A few days ago, we had a really interesting Algorithm Design and Analysis (ADA for short from now on) class. It was mostly about calculating the reflexive and transitive closure of a graph.
Basically, a graph is a bunch of "dots" - vertices, connected by unidirectional or bidirectional arrows - edges. It's used for, say, representing labyrinths or steps of a particular process. Very useful stuff. Anyway, the reflexive/transitive closure of a graph basically lets you know if you can go from vertex X to vertex Y or not. It's as easy as that, really.
There seems to be a lot of different algorithms for this, and we discussed a few in that class. The most famous one (doesn't necessarily mean the best, of course) is the Warshall algorithm, which is actually a special case of the Floyd algorithm, which is a special case of the Kleene algorithm, who was ignored by most if not all textbooks on the matter. Poor fellow.
If you represent a graph with a Boolean (true/false) doubly-indexed table (sp?) where the (X,Y) entry is true if you can go to Y straight from X and false otherwise, the algorithm is as simple as a triple for-ish loop:
for (int k=0;k < n;++k)
for (int i=0;i < n;++i)
for (int j=0;j < n;++j)

◆ **Tasks and exercises**
(A) Reproduce the graph closure post between "There seems to" and "i=0;i < n;++i)", inclusive.
(B) Answer these questions from the graph closure post:
(i) What does the abbreviation ADA stand for?
(ii) Which algorithm is named as the most famous one for this problem?
(iii) In the Boolean table, when is the (X,Y) entry true?
(C) Continue the graph closure post from the point where it stops.

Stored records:
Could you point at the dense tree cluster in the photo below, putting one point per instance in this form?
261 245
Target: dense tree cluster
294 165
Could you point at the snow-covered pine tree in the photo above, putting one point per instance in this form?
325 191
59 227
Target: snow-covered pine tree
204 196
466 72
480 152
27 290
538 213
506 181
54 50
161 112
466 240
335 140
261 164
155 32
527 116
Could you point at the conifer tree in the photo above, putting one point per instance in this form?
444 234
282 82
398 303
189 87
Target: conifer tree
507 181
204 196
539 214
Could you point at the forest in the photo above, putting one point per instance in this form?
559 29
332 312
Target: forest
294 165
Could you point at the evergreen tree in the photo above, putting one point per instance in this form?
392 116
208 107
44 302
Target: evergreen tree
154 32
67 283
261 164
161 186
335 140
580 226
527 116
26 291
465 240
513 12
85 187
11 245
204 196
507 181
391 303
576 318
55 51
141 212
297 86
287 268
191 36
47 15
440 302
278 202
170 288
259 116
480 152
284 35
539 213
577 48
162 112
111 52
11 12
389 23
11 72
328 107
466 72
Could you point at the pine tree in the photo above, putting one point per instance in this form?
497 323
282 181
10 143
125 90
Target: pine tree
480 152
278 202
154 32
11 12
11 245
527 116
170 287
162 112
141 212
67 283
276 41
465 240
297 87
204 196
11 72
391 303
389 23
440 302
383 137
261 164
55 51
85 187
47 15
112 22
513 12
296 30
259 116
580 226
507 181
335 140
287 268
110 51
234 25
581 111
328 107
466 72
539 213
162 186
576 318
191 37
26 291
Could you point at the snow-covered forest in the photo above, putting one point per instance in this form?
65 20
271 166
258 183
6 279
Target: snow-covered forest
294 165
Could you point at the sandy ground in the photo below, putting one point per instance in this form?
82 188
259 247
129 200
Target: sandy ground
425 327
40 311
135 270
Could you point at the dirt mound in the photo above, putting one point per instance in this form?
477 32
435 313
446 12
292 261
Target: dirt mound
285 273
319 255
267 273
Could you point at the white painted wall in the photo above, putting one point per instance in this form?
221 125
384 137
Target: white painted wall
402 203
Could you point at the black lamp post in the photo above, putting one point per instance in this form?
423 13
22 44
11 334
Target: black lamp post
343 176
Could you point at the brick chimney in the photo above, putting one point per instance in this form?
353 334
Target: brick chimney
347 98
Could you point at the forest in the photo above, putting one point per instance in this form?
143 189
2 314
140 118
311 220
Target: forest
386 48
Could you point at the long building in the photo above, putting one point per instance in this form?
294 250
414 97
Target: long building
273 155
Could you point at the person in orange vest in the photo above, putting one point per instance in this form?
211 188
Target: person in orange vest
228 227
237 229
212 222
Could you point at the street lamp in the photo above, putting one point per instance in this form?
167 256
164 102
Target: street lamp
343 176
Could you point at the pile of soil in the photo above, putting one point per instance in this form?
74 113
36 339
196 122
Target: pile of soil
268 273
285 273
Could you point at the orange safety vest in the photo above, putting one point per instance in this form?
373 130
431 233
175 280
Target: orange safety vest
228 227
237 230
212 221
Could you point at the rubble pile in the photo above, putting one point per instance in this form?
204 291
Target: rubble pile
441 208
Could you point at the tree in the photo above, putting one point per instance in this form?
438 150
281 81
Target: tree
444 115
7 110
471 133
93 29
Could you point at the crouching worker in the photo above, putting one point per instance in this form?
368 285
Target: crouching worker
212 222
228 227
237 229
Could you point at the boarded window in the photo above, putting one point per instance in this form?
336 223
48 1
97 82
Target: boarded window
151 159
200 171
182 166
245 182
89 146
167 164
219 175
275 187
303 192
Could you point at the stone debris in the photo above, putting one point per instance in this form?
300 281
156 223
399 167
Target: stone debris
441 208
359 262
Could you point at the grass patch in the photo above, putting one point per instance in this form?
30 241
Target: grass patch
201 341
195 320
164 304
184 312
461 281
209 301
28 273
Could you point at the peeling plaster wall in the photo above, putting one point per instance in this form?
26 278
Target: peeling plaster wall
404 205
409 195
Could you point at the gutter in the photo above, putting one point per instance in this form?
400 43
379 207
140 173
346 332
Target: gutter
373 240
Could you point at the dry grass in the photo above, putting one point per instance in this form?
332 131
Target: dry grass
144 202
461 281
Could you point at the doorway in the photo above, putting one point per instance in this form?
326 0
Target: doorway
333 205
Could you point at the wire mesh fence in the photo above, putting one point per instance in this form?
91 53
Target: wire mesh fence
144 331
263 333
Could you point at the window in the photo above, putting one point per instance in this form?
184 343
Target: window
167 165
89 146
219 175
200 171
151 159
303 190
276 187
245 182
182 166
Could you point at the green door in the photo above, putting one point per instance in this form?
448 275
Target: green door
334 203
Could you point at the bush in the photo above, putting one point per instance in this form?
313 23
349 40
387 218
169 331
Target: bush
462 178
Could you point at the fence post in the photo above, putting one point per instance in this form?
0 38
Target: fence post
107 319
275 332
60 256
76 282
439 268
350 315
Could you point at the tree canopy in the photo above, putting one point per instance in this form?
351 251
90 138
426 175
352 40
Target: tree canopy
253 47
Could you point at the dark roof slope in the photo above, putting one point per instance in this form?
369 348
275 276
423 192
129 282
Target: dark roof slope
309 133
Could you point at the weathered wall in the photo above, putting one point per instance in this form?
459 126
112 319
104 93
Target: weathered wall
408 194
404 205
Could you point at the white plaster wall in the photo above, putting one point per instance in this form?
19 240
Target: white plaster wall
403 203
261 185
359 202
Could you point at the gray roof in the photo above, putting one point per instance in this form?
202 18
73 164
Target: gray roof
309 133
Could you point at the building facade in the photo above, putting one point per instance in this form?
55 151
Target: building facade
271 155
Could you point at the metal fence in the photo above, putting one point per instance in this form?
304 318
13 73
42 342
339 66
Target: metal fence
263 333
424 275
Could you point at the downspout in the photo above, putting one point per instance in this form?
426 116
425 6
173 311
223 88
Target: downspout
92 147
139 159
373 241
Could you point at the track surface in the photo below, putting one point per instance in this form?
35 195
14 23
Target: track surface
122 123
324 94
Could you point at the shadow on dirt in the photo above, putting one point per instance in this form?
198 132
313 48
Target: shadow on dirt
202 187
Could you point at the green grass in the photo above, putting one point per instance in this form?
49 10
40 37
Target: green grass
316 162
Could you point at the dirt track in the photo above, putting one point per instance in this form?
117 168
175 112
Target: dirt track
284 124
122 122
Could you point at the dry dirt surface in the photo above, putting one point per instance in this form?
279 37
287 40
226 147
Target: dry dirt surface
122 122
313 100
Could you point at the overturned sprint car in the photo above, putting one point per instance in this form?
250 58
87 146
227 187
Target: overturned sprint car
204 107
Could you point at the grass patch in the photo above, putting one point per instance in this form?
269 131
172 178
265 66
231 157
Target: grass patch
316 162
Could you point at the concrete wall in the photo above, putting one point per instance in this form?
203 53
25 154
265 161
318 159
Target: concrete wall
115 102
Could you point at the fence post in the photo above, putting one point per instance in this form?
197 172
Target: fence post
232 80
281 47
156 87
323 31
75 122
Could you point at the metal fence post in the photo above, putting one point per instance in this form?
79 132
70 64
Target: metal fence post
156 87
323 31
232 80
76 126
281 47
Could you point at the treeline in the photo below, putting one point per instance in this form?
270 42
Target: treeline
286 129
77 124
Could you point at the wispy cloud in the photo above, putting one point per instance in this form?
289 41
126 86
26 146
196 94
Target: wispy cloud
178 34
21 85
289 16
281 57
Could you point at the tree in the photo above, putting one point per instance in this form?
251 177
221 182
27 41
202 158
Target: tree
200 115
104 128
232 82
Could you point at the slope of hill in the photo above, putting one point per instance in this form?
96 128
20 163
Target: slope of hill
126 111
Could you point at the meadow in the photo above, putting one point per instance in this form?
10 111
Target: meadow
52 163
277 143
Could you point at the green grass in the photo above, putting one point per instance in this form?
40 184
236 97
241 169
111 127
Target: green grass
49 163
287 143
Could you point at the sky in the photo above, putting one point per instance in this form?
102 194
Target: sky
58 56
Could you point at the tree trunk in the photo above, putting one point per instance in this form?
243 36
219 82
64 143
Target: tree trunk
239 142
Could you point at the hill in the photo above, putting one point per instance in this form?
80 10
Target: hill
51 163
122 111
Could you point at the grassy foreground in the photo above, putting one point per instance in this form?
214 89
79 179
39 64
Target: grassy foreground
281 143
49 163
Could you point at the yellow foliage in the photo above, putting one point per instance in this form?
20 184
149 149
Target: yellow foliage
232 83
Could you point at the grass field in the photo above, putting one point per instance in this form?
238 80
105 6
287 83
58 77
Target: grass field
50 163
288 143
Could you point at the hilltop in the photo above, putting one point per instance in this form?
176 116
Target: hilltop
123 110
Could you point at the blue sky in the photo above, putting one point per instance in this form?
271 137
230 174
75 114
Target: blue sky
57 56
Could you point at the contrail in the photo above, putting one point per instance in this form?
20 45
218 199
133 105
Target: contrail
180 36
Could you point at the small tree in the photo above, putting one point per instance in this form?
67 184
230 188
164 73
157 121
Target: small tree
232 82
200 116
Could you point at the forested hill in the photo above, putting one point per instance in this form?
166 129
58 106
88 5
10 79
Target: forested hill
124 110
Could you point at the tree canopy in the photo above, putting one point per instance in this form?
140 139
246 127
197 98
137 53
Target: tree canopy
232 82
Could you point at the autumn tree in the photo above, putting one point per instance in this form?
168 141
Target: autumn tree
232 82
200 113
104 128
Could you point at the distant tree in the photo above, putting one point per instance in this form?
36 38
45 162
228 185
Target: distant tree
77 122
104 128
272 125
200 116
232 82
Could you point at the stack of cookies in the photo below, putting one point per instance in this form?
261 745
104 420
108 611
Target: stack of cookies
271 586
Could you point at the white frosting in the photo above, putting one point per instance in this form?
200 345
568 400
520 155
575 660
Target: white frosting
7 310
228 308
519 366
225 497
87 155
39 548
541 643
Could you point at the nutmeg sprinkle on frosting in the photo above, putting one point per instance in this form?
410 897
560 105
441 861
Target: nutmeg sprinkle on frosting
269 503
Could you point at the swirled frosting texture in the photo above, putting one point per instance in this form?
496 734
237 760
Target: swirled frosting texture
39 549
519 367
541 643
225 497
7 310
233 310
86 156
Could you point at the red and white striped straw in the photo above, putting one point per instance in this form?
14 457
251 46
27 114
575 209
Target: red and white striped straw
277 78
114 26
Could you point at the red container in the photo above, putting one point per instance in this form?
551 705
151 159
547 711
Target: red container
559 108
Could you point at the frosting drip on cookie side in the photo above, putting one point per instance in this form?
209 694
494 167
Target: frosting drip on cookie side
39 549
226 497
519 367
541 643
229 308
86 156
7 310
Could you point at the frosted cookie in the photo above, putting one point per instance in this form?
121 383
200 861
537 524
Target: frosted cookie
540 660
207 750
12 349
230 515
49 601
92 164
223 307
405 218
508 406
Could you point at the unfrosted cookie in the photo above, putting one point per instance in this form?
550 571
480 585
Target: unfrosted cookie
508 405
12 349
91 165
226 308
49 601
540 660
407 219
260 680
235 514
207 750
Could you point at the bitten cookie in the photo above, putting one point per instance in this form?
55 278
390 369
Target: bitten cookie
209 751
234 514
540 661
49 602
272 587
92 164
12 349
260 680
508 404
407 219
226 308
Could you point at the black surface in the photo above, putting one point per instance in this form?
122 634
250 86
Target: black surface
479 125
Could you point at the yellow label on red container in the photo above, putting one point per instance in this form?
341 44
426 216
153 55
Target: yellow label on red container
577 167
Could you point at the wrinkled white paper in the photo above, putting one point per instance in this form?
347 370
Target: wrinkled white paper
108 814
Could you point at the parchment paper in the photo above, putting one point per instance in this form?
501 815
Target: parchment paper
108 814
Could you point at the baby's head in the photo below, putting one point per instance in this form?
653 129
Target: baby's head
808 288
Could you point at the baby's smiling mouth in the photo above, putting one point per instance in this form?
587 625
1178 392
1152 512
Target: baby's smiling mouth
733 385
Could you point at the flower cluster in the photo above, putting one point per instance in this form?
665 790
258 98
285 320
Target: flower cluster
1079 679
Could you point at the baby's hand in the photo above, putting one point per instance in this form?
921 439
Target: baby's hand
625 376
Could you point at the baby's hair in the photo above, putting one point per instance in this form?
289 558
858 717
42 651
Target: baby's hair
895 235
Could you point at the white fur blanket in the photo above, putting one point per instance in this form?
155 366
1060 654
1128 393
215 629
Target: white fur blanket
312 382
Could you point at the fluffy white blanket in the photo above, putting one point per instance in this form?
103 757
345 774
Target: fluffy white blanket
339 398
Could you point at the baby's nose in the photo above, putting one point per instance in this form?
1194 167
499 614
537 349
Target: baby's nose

◆ **Exercise answers**
(A)
There seems to be a lot of different algorithms for this, and we discussed a few in that class. The most famous one (doesn't necessarily mean the best, of course) is the Warshall algorithm, which is actually a special case of the Floyd algorithm, which is a special case of the Kleene algorithm, who was ignored by most if not all textbooks on the matter. Poor fellow.
If you represent a graph with a Boolean (true/false) doubly-indexed table (sp?) where the (X,Y) entry is true if you can go to Y straight from X and false otherwise, the algorithm is as simple as a triple for-ish loop:
for (int k=0;k < n;++k)
for (int i=0;i < n;++i)

(B)
(i) Algorithm Design and Analysis
(ii) The Warshall algorithm
(iii) When you can go to Y straight from X

(C)
m[i][j] = m[i][j] || (m[i][k] && m[k][j]);
Anyhow, this takes a multiple of n^3 operations, which is not too shabby. Well, the discussion was on how to improve it.
We were discussing a different approach based on matrix exponentiation, which basically consisted on taking that matrix I talked about before, adding I (the unit matrix, y'know, the one with 1's on the diagonal) to it and then take it to the (n-1)th power.
Well, with yet another special algorithm (the quick exponentiation one), that took a multiple of n^3*log2(n), which sadly enough, it's worse than the previous algorithm.
Though, it can get better. There's an algorithm for matrix multiplication (geez xDD), the Strassen algorithm. Of course, it's only better when you get square nxn matrices where n>=120. It's not THAT uncommon in practice, especially if you do statistic calculations.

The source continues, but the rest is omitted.